+++ Extracted text

Its conservation status globally has not been assessed but in Britain, where it is most common, it is listed as LC (least concern) and it is clearly increasing in the south-east and East Anglia. Similarly, in mainland France it is generally classified as LC. It is restricted to a short stretch of coastline from the Cotentin Peninsula through Brittany to the Pays de la Loire; but it is considered VU (vulnerable) in Normandy and the Loire. The isolated population in Corsica is similarly listed as LC. By contrast it is considered to be Critically Endangered in Spain.

In some counties in Britain sea stork's-bill is considered to be an axiophyte, or species typical of valuable habitats. These are mostly the ones in the west, such as Cardiganshire, where it is found on stony slopes and screes on south-facing hillsides such as Foel y Mwnt, although it is also sometimes found in less natural places, including the station platform at Borth. Eastern counties, such as Kent, are less likely to consider it to be an axiophyte.

==Habitat and ecology==
The native habitat of sea stork's-bill is generally on rocky, stony ground near the sea, with free-draining soil. It is mesotrophic, calcifugous and xerophilic. In Britain it is considered to have an alternative habitat in short, acid grassland in inland places, but it has disappeared from most such situations. An exception is the Long Mynd in Shropshire, where it was found over 200 years ago by the Jamaican-English botanist Mary McGhie and is still present, in U1 sheep's sorrel grassland on a south-facing shale hillside, at an altitude of 220 m above sea level. Secondary populations occasionally appear on roadsides, railway lines, walls, in quarries and car parks, but these tend not to persist. In Corsica it occurs at all altitudes, from coastal dunes to over 1,500 m inland.

++++++
+++ Recorded data

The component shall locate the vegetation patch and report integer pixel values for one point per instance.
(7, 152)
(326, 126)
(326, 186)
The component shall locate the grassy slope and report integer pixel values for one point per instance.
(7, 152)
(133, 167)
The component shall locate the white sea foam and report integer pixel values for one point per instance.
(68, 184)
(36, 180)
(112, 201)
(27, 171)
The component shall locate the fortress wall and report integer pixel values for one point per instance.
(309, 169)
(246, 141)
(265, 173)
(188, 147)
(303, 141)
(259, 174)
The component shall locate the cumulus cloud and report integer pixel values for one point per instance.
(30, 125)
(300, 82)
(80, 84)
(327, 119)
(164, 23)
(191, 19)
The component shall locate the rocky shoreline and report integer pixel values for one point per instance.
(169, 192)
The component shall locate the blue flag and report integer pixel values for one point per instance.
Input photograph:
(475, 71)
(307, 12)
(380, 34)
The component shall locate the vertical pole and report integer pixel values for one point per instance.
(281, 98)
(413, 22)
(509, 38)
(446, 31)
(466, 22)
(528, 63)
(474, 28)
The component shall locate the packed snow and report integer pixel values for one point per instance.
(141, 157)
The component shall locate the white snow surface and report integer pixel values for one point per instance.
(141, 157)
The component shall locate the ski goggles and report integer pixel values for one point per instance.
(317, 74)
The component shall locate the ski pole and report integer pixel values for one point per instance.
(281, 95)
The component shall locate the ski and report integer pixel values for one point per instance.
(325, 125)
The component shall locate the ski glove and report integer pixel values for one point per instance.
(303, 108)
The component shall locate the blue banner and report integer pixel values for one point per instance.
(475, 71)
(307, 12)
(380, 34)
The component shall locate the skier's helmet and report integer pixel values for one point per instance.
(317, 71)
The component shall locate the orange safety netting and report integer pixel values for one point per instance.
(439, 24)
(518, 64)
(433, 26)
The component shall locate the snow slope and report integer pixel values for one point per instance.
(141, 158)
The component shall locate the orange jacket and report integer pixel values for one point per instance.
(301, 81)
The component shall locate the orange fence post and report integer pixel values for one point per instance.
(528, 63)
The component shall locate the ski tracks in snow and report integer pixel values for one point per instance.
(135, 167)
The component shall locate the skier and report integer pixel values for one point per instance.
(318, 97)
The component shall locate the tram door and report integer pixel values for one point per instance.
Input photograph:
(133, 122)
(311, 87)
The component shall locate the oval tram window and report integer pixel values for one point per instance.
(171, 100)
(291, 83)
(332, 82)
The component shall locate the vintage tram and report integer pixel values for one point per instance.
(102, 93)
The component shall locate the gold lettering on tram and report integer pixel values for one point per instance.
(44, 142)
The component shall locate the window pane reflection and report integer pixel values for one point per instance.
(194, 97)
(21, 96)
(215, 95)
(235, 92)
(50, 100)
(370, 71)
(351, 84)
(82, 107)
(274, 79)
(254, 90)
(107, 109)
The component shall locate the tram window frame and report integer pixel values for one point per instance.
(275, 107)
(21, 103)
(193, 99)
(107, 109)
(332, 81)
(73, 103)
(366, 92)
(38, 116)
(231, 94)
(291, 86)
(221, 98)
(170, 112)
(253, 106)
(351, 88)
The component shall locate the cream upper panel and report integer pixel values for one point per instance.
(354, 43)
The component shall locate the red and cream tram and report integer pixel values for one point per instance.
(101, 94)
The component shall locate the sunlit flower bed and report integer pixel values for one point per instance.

++++++

• **Work to complete**
**1.** Write out the part of the sea stork's-bill text that starts with "Its conservation status" and goes on through "Endangered in Spain.".
**2.** According to the sea stork's-bill text, at what altitude does the plant grow on the Long Mynd?
The lines above stand apart from the sea stork's-bill text.

• **Responses by item number**
**1.**
Its conservation status globally has not been assessed but in Britain, where it is most common, it is listed as LC (least concern) and it is clearly increasing in the south-east and East Anglia. Similarly, in mainland France it is generally classified as LC. It is restricted to a short stretch of coastline from the Cotentin Peninsula through Brittany to the Pays de la Loire; but it is considered VU (vulnerable) in Normandy and the Loire. The isolated population in Corsica is similarly listed as LC. By contrast it is considered to be Critically Endangered in Spain.

**2.** 220 m above sea level.